• [Material for the task]:
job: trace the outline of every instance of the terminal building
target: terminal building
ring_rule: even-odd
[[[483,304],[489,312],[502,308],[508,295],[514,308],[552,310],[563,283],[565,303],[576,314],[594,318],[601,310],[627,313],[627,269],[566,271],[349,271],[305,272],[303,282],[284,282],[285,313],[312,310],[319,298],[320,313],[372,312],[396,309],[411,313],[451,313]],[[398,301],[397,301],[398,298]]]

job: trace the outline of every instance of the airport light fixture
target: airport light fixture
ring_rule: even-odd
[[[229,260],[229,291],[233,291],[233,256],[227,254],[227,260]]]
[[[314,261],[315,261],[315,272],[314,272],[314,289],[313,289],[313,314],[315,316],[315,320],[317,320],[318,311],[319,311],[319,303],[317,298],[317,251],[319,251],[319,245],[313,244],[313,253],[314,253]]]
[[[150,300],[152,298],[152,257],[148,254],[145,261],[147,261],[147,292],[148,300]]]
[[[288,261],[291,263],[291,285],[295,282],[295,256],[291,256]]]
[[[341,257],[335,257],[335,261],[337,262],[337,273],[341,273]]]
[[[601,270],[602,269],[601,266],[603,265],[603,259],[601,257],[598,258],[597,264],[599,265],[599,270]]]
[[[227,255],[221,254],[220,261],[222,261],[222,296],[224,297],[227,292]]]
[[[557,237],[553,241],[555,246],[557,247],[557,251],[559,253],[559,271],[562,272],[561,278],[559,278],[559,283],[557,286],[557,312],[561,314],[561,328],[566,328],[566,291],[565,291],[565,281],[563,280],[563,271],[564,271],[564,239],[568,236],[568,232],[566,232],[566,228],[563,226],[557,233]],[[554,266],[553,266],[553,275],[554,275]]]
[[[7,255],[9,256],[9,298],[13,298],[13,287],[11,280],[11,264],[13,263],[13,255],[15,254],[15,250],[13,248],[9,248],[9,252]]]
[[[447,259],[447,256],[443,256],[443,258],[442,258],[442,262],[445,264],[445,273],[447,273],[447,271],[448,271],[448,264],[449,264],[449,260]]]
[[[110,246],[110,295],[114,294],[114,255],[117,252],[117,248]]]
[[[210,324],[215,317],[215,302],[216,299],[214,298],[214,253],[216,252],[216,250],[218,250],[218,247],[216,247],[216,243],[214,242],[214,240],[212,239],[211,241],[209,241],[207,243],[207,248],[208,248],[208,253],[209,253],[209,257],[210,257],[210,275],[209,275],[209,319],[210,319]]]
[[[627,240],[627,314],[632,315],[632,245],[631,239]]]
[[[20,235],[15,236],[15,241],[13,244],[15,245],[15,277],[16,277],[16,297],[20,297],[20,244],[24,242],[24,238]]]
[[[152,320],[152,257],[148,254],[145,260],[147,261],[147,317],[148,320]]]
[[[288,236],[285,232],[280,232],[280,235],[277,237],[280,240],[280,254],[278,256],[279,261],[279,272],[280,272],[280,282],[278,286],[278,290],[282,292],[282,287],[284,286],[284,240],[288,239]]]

• [Work to be completed]: Line for line, the material above should be repeated exactly.

• [Written response]:
job: trace the outline of every instance of the terminal building
target: terminal building
ring_rule: even-odd
[[[483,304],[489,312],[502,308],[508,295],[514,308],[552,310],[563,283],[565,303],[576,314],[594,318],[601,310],[627,313],[627,269],[566,271],[349,271],[305,272],[303,282],[284,282],[285,313],[312,310],[319,298],[320,313],[372,312],[396,309],[411,313],[451,313]],[[398,301],[397,301],[398,298]]]

job: trace the outline of every instance of the airport light fixture
target: airport light fixture
ring_rule: even-odd
[[[229,260],[229,291],[233,291],[233,256],[227,254],[227,260]]]
[[[314,261],[315,261],[315,272],[314,272],[314,289],[313,289],[313,314],[315,316],[315,320],[317,320],[318,311],[319,311],[319,303],[317,298],[317,251],[319,251],[319,245],[313,244],[313,253],[314,253]]]
[[[150,300],[152,298],[152,257],[148,254],[145,261],[147,261],[147,292],[148,300]]]
[[[288,261],[291,263],[291,285],[295,282],[295,256],[291,256]]]
[[[341,257],[335,257],[335,261],[337,262],[337,273],[341,273]]]
[[[601,270],[602,269],[601,266],[603,265],[603,259],[601,257],[598,258],[597,264],[599,265],[599,270]]]
[[[227,255],[221,254],[220,261],[222,261],[222,296],[224,297],[227,292]]]
[[[557,237],[553,241],[555,246],[557,247],[557,251],[559,253],[559,271],[562,272],[561,278],[559,278],[559,283],[557,286],[557,312],[561,314],[561,328],[566,328],[566,291],[565,291],[565,281],[563,280],[563,271],[564,271],[564,239],[568,236],[568,232],[566,232],[566,228],[563,226],[557,233]],[[554,266],[553,266],[553,275],[554,275]]]
[[[7,255],[9,256],[9,298],[13,298],[13,287],[11,280],[11,264],[13,263],[13,255],[15,254],[15,250],[13,248],[9,248],[9,252]]]
[[[447,259],[447,256],[443,256],[443,258],[442,258],[442,262],[445,264],[445,273],[447,273],[447,271],[448,271],[448,264],[449,264],[449,260]]]
[[[110,246],[110,295],[114,294],[114,255],[117,252],[117,248]]]
[[[210,324],[215,317],[215,302],[216,299],[214,298],[214,253],[216,252],[216,250],[218,250],[218,247],[216,247],[216,243],[214,242],[214,240],[212,239],[211,241],[209,241],[207,243],[207,248],[208,248],[208,253],[209,253],[209,257],[210,257],[210,275],[209,275],[209,319],[210,319]]]
[[[627,240],[627,314],[632,315],[632,245],[631,239]]]
[[[20,235],[15,236],[15,241],[13,244],[15,245],[15,277],[16,277],[16,297],[20,297],[20,244],[24,242],[24,238]]]
[[[152,320],[152,257],[148,254],[145,260],[147,261],[147,317],[148,320]]]
[[[288,236],[285,232],[280,232],[280,235],[277,237],[280,240],[280,254],[278,256],[279,261],[279,272],[280,272],[280,282],[278,286],[278,290],[282,292],[282,287],[284,286],[284,240],[288,239]]]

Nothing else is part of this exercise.